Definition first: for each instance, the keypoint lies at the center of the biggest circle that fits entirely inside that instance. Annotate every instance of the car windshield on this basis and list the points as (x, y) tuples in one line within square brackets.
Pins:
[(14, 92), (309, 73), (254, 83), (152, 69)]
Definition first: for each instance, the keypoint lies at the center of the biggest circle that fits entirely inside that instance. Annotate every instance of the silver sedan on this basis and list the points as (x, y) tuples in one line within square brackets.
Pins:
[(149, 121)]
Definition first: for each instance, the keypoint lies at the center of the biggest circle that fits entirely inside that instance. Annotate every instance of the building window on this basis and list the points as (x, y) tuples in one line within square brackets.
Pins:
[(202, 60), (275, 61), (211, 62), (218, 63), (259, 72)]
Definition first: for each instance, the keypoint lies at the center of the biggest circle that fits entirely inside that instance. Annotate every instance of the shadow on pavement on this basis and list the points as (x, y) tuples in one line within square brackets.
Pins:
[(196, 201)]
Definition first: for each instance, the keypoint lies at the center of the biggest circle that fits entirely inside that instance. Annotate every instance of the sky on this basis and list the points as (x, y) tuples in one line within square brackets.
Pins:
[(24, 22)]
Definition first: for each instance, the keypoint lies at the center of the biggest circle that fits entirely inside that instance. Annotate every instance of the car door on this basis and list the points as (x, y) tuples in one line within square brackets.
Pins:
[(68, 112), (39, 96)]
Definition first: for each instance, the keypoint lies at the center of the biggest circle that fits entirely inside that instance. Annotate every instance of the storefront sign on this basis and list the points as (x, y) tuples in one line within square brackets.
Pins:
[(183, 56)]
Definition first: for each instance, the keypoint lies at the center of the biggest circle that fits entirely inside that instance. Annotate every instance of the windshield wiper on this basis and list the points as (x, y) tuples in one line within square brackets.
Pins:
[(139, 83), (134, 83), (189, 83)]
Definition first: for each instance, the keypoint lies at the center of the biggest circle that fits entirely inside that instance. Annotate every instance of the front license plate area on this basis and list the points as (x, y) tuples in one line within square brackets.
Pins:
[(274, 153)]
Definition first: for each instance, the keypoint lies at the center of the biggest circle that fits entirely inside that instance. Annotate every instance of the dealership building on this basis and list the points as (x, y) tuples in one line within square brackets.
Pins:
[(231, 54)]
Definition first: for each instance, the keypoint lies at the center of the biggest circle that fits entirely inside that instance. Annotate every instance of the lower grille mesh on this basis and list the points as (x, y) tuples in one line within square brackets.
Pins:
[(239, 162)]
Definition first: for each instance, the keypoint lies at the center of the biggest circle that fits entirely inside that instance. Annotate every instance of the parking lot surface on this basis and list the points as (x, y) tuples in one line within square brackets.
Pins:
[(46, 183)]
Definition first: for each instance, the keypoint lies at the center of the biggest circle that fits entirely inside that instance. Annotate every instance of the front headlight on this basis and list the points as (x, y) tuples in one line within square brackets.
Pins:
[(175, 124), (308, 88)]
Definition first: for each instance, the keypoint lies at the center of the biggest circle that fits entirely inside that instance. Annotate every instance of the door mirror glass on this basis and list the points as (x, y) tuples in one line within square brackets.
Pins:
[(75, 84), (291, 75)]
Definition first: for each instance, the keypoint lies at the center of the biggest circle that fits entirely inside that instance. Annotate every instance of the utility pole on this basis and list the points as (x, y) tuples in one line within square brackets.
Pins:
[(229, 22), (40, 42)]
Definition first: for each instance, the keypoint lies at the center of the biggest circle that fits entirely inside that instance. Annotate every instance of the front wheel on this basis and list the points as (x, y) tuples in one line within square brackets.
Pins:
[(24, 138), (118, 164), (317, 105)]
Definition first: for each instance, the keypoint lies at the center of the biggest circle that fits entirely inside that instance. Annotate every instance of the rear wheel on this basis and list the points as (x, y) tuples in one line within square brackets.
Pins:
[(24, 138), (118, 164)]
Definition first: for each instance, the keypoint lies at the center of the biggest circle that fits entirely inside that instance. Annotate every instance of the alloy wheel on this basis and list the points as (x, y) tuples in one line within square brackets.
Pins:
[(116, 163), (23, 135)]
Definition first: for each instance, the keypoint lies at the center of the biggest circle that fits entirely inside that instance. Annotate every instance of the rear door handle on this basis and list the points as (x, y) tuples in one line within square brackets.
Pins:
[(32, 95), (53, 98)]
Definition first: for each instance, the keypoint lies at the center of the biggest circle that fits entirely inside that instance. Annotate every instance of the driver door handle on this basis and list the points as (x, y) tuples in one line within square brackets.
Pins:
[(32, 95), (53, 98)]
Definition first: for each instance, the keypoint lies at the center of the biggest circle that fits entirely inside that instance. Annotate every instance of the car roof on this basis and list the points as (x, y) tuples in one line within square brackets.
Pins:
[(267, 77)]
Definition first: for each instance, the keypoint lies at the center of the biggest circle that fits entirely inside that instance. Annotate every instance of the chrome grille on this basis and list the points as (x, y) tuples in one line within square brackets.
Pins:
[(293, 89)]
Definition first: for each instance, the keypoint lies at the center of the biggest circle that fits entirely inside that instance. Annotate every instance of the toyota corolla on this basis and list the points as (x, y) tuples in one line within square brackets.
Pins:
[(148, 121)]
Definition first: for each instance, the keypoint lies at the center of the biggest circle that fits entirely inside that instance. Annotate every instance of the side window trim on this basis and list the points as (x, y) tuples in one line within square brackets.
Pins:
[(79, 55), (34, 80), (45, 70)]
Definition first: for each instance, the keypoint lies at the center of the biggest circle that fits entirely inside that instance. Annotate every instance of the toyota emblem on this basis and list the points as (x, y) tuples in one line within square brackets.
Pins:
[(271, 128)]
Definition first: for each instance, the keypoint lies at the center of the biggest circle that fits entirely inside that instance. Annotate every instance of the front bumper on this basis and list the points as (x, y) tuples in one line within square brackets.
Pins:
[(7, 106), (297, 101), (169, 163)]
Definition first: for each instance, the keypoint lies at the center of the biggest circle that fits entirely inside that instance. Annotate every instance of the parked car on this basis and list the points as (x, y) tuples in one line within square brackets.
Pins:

★ ★ ★ ★ ★ ★ ★

### Work instructions:
Reproduce verbatim the lines of the items starting at the line that contains "of the door" and ending at the line that contains "[(75, 84), (291, 75)]". Include both of those lines.

### Written response:
Definition first: for each instance, the keypoint lies at the center of the biggest circle that fits entirely inside that instance. Annotate every instance of the door mirror glass on this basis and list the points as (x, y) tuples in one line within square brackets.
Pins:
[(75, 84), (291, 75)]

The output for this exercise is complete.